:: What is required ::
Echo the material below verbatim, from the line containing "trunk and record the pixel coordinates." through the line containing "sand and record the pixel coordinates.", with both of those lines included, and output only that stretch.

:: Data in this exercise ::
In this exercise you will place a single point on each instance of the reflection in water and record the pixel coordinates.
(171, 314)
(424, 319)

--

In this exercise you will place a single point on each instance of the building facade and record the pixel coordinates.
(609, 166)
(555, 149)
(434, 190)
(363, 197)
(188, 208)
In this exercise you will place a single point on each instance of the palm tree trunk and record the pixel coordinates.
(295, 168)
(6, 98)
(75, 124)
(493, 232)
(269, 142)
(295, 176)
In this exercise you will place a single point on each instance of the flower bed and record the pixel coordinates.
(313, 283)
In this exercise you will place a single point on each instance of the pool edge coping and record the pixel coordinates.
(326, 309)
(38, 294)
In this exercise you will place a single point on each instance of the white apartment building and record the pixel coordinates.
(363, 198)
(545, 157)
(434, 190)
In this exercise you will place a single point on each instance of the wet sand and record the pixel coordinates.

:: Task response ::
In this exercise you will place a single point on each instance of the palm tree trunk and record the pixel coordinates.
(295, 168)
(6, 98)
(75, 124)
(493, 232)
(269, 142)
(295, 176)
In this exercise you will place a single point on each instance of the flower bed and record the pixel coordinates.
(313, 283)
In this exercise you will place a single point on each instance of the pool edge coping and record the pixel coordinates.
(326, 309)
(38, 294)
In this exercise you will place a single point on each instance of the white apartment building and record the pixel coordinates.
(363, 198)
(545, 157)
(434, 190)
In this exercise you will place a single point on each instance of the wet sand and record the pixel coordinates.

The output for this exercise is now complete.